- CONSEGNA 1: Conta le righe dell'elenco in cui compare la stringa "rolls", tenendo conto di maiuscole e minuscole: quante sono? Rispondi con il solo numero.

- TESTO DI PARTENZA:
Negli ultimi mesi la legittimità del Tribunale è divenuta oggetto di un aspro scontro tra le due principali coalizioni parlamentari, quella filoccidentale detta “del 14 Marzo”, guidata da Saad Hariri e quella filosiriana detta “dell’8 Marzo”, capeggiata da Hezbollah. Quest’ultima, ha infatti messo in discussione la credibilità del Tsl, insinuando che possa essere strumentalizzato, in particolare dagli Stati Uniti, per incriminare surrettiziamente il Partito di Dio.

Fragile status quo
Diversi elementi inducono tuttavia a pensare che l’esigenza di fare giustizia possa essere sacrificata in nome del mantenimento del già fragile status quo. Gli sforzi congiunti di Siria e Arabia Saudita, infatti, vanno verso la ricerca di un accordo tra le parti politiche libanesi al fine di evitare una nuova guerra civile e le sue eventuali ripercussioni regionali. L’Onu e le forze internazionali (Usa in primis) insistono comunque affinché il Tsl concluda i i suoi lavori.

- MATERIALE FORNITO:
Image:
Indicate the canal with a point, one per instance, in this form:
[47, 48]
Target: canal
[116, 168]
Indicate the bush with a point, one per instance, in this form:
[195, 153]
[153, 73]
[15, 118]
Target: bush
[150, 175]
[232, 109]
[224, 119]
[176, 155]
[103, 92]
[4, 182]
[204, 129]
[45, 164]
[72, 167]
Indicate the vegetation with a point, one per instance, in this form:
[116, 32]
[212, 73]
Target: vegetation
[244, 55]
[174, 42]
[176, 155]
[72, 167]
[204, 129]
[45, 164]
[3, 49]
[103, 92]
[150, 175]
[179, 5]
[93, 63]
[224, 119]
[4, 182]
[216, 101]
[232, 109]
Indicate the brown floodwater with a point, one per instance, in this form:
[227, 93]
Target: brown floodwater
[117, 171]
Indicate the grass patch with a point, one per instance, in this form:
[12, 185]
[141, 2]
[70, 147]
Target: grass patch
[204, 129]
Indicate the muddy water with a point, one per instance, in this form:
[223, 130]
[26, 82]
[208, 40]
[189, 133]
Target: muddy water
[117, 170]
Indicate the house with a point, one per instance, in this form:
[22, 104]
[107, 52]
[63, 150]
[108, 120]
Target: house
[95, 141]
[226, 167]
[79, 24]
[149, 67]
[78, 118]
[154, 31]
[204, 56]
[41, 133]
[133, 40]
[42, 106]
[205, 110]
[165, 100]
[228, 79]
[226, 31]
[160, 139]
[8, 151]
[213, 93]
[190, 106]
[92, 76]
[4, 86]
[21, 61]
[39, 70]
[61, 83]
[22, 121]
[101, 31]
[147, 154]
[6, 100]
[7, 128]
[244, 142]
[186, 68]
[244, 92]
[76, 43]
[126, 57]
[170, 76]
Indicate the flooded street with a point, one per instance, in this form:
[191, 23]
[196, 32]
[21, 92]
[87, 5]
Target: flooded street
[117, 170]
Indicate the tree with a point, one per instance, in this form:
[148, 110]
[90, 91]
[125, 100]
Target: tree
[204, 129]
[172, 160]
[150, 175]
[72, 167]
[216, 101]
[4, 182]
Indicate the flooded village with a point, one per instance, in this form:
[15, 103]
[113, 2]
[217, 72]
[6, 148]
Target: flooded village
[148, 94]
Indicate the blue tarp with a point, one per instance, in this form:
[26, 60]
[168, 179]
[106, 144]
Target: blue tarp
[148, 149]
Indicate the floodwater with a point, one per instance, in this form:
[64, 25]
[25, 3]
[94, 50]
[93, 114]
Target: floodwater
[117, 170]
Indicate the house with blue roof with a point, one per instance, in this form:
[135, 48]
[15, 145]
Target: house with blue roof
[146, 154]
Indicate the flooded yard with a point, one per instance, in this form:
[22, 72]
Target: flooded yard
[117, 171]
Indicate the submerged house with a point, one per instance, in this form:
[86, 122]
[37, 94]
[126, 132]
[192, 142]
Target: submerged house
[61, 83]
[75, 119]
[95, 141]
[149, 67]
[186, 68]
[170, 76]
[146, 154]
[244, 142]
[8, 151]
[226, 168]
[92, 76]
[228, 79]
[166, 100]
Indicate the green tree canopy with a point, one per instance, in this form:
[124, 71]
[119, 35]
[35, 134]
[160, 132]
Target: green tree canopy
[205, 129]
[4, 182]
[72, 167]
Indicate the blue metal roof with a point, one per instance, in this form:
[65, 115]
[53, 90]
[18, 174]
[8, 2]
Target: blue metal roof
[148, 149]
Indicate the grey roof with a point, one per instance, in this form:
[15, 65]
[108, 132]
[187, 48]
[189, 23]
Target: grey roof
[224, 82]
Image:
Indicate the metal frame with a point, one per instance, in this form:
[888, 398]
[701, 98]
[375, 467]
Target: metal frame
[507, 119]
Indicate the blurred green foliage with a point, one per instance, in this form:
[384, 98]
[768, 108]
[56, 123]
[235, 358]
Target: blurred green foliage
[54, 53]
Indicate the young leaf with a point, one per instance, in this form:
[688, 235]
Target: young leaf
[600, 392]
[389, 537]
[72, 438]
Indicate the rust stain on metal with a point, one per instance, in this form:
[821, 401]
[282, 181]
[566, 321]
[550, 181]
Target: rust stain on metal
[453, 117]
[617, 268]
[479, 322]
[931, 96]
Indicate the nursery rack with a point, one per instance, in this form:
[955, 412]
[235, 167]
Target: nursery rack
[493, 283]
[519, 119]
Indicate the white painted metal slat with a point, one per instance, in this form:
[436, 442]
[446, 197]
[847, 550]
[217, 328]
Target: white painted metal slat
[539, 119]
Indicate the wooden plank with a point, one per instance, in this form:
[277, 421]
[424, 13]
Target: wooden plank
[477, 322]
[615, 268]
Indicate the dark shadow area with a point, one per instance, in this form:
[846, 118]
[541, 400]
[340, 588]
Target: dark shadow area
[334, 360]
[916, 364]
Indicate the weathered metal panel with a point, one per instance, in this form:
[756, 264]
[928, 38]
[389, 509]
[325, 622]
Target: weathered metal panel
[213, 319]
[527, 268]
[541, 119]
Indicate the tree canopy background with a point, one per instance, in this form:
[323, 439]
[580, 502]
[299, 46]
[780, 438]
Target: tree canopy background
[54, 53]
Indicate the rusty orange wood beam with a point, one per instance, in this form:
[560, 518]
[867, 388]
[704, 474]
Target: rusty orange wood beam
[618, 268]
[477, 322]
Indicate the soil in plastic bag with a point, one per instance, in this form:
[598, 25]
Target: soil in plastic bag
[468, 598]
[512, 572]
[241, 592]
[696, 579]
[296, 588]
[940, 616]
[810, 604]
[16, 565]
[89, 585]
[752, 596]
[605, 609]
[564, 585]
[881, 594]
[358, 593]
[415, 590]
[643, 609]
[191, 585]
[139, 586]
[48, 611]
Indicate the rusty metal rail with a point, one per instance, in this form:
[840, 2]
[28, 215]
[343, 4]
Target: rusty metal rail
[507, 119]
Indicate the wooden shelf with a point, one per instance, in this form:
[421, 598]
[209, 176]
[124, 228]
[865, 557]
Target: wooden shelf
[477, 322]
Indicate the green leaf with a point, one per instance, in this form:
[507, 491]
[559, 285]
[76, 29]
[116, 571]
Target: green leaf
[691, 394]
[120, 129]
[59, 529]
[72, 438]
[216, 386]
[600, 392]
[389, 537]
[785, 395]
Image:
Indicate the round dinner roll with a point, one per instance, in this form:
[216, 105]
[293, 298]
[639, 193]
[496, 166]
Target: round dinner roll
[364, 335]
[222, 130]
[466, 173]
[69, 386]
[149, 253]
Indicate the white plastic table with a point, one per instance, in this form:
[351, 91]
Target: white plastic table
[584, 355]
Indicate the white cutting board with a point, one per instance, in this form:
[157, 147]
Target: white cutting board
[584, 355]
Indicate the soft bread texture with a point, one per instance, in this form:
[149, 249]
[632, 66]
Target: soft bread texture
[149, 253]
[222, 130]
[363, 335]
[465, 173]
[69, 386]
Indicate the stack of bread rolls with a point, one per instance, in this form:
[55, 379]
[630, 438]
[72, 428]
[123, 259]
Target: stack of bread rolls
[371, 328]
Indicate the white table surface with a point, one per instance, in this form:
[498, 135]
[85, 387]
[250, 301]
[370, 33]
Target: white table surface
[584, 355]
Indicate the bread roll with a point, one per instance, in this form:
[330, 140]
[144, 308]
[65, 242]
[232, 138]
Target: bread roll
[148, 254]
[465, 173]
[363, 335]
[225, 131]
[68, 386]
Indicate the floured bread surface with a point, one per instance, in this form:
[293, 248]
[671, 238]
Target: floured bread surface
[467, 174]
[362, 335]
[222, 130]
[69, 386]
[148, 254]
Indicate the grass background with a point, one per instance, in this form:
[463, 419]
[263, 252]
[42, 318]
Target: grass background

- CONSEGNA 2: Riprendi il testo sul Tribunale e sulle coalizioni libanesi e portalo avanti a partire dall'ultima frase riportata.

- RISULTATO 1: 2

- RISULTATO 2:
La recente pubblicazione del rapporto semestrale sulla risoluzione 1559 adottata il 2 settembre 2004 dal Consiglio di Sicurezza dell’Onu con l’obiettivo, tra l’altro, di porre fine alle ingerenze straniere e sciogliere le milizie armate (in particolare quelle di Hezbollah) esprime forte preoccupazione per le tensioni politiche che attraversano il paese. Il rapporto conferma che due sono i principali fattori di instabilità in Libano: l’esistenza di milizie indipendenti dallo Stato e la permeabilità delle frontiere. Quest’ultima, oltre a minare l’integrità territoriale del paese, consente un copioso transito illegale di armi destinate ai gruppi militanti autonomi. Non è una novità, d’altra parte, che gli arsenali di Hezbollah (soprattutto dopo la guerra con Israele del 2006) siano cresciuti anziché ridursi. Secondo la maggior parte degli osservatori e come in parte confermato dalle recenti rivelazioni di Wikileaks, ciò è avvenuto grazie al flusso di armi provenienti dalla Siria e dall’Iran.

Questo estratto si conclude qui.